··· Record set ···

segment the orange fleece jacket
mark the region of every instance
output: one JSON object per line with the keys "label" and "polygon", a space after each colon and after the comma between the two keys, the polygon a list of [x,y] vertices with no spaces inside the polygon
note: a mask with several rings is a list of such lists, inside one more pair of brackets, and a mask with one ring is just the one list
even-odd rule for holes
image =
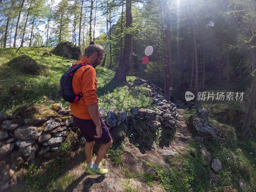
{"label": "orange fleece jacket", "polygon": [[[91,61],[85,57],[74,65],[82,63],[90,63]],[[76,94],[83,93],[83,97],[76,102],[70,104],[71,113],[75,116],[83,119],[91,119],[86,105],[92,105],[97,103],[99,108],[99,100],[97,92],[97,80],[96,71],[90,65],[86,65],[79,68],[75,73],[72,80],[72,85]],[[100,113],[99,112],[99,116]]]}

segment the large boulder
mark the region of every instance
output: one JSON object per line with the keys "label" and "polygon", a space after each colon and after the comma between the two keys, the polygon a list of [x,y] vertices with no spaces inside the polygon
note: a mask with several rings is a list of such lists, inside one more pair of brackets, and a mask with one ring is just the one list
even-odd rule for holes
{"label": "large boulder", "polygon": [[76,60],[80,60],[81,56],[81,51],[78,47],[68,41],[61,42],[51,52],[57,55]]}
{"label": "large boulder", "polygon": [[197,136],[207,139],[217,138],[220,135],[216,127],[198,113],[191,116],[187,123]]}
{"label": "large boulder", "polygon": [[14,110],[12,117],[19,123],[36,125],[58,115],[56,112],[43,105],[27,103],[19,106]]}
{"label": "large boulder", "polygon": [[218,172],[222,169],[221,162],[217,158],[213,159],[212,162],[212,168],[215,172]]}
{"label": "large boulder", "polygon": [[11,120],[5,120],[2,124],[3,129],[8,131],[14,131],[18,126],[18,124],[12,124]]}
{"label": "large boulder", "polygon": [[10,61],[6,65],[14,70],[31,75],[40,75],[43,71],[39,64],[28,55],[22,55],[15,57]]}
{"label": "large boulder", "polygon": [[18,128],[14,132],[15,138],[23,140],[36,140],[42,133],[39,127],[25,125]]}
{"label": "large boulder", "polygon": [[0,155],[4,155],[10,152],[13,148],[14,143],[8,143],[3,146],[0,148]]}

···

Copy the data verbatim, from the line containing "segment the large boulder" through the end of the data.

## Task result
segment the large boulder
mark the region of every instance
output: one JSON object per line with the keys "label" and "polygon", a space after each colon and after the comma between the two keys, the polygon a list of [x,y] vertices with no spaces inside the polygon
note: a mask with several rings is a list of such lists, inside one more pair of brackets, and a mask with one ring is just the one list
even-odd rule for holes
{"label": "large boulder", "polygon": [[76,60],[80,60],[81,56],[81,51],[78,47],[68,41],[61,42],[51,52],[57,55]]}
{"label": "large boulder", "polygon": [[197,136],[207,139],[217,138],[220,135],[216,127],[198,113],[191,116],[187,123]]}
{"label": "large boulder", "polygon": [[14,110],[12,117],[19,123],[36,125],[58,115],[56,112],[43,105],[27,103],[19,106]]}
{"label": "large boulder", "polygon": [[218,172],[222,169],[221,162],[217,158],[213,159],[212,162],[212,168],[215,172]]}
{"label": "large boulder", "polygon": [[11,120],[5,120],[2,124],[3,129],[8,131],[14,131],[18,126],[18,124],[12,124]]}
{"label": "large boulder", "polygon": [[10,61],[6,65],[14,70],[31,75],[40,75],[43,71],[39,64],[28,55],[22,55],[15,57]]}
{"label": "large boulder", "polygon": [[18,128],[14,132],[15,138],[23,140],[36,140],[42,133],[39,127],[25,125]]}
{"label": "large boulder", "polygon": [[0,155],[4,155],[10,152],[13,148],[14,143],[8,143],[3,146],[0,148]]}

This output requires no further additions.